■ DO THIS ■
Arrange the data below as a Markdown table with two columns, Row and Line. Give each non-blank line its own row, numbered in order, and leave out blank lines.

■ EXERCISE MATERIAL ■
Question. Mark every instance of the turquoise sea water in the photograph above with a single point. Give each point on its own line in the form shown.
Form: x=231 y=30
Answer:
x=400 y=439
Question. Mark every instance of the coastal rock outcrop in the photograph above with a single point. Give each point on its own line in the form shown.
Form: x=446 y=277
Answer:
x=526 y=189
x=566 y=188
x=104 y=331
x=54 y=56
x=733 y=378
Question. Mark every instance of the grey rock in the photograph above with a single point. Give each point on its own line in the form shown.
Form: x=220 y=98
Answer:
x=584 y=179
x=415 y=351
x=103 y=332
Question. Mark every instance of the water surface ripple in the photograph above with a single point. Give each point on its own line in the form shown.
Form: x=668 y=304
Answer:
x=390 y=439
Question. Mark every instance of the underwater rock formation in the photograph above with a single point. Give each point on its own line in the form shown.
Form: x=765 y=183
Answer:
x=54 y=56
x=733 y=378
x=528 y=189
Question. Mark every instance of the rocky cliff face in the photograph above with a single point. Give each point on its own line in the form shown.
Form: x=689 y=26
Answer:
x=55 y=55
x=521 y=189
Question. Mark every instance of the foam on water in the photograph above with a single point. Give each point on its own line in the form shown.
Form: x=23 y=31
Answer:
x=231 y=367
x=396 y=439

■ EXERCISE ANSWER ■
| Row | Line |
|---|---|
| 1 | Question. Mark every instance of the turquoise sea water in the photograph above with a single point. Give each point on its own line in the form shown. |
| 2 | Form: x=231 y=30 |
| 3 | Answer: |
| 4 | x=400 y=439 |
| 5 | Question. Mark every instance of the coastal rock outcrop in the photograph above with a single point. Give each point on its own line in the form shown. |
| 6 | Form: x=446 y=277 |
| 7 | Answer: |
| 8 | x=526 y=189 |
| 9 | x=566 y=188 |
| 10 | x=104 y=331 |
| 11 | x=54 y=56 |
| 12 | x=733 y=378 |
| 13 | Question. Mark every instance of the grey rock in the photograph above with a single point. Give each point on its own line in the form shown. |
| 14 | Form: x=220 y=98 |
| 15 | Answer: |
| 16 | x=584 y=179 |
| 17 | x=415 y=351 |
| 18 | x=103 y=332 |
| 19 | Question. Mark every instance of the water surface ripple in the photograph above with a single point. Give each point on its own line in the form shown. |
| 20 | Form: x=668 y=304 |
| 21 | Answer: |
| 22 | x=390 y=439 |
| 23 | Question. Mark every instance of the underwater rock formation in the photograph above with a single point. Give each point on its own line in the form shown. |
| 24 | Form: x=765 y=183 |
| 25 | Answer: |
| 26 | x=54 y=56 |
| 27 | x=733 y=378 |
| 28 | x=528 y=189 |
| 29 | Question. Mark every instance of the rocky cliff face in the photograph above with a single point. Give each point on its own line in the form shown. |
| 30 | Form: x=689 y=26 |
| 31 | Answer: |
| 32 | x=55 y=55 |
| 33 | x=521 y=189 |
| 34 | Question. Mark every instance of the foam on water in the photograph above with a single point. Give each point on its own line in the form shown. |
| 35 | Form: x=23 y=31 |
| 36 | Answer: |
| 37 | x=231 y=367 |
| 38 | x=396 y=439 |